- **Given text**
□ □ □ □ □

[Date Prev][Date Next][Thread Prev][Thread Next][Date Index][Thread Index]
Re: Incorrect results with unique of 20 or more elements
From: |
Dr . Jürgen Sauermann |
Subject: |
Re: Incorrect results with unique of 20 or more elements |
Date: |
Tue, 28 Jan 2020 21:13:13 +0100 |
User-agent: |
Mozilla/5.0 (X11; Linux i686; rv:60.0) Gecko/20100101 Thunderbird/60.6.1 |
Hi Kacper,
I am aware of the non-transitivity of = when ⎕CT ≠ 0. However, the
algorithm used in GNU APL is essentially the same as in the ISO
standard. The result is sometimes puzzling.
The difference between GNU APL and ISO is that the ISO
algorithm has, in the worst case, quadratic runtime, while
GNU APL first sorts the items, which brings down the execution
time to n log(n).
However, sorting takes only place when number of items is large (20 or
more). That's why you see a difference (only) between 19 and 20: the
underlying algorithm are then different (and due to the non-transitivity
of = give the observed different results.
I could lower the split point of the two algorithms from 20 to 2 but
that would result in a somewhat lower performance for short vectors.

□ □ □ □ □

Collection entries:
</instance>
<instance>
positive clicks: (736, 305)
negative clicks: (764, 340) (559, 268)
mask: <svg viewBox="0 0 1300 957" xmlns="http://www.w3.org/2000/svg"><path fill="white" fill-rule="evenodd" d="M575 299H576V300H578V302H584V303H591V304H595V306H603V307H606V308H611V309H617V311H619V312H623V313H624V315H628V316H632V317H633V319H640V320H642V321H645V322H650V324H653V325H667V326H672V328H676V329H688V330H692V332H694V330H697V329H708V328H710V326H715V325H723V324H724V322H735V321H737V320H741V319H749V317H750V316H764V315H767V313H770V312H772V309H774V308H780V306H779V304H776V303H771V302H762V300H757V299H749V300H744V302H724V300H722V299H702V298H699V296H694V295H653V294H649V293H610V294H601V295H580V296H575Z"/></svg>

□ □ □ □ □

- **Work instruction 1**
According to the GNU APL mailing-list reply, what worst-case runtime does the ISO algorithm have?
- **Work instruction 2**
Echo the passage of the GNU APL mailing-list reply between "The difference between" and "for short vectors.", inclusive.
- **Work instruction 3**
Write what comes next in the GNU APL mailing-list reply, picking up after its final sentence.

- **Result 1**
Quadratic runtime.

- **Result 2**
The difference between GNU APL and ISO is that the ISO
algorithm has, in the worst case, quadratic runtime, while
GNU APL first sorts the items, which brings down the execution
time to n log(n).
However, sorting takes only place when number of items is large (20 or
more). That's why you see a difference (only) between 19 and 20: the
underlying algorithm are then different (and due to the non-transitivity
of = give the observed different results.
I could lower the split point of the two algorithms from 20 to 2 but
that would result in a somewhat lower performance for short vectors.

- **Result 3**
IMHO, given the non-transitivity of = (which is the root cause for the
observed behaviour), is the performance penalty for maintaining the
exact order of almost identical values not worth its effort.
Best regards,
Jürgen Sauermann
On 1/28/20 6:10 PM, Kacper Gutowski wrote:
> Actually, while the algorithm used for 20≥⍴ works well with characters
> or integers (once you fix the direction of inequality), I don't think
> it's actually correct at all for non-zero ⎕CT because tolerant
> equality is not transitive.
> Consider this:
> X←1+0 1 2 5 4 3×(⎕CT←1E¯9)÷2
> ∪19↑X
> 1 1.000000001 1.000000002 0
> ∪20↑X
> 1.000000001 1.000000002 0
>
> Both expressions should give the same result.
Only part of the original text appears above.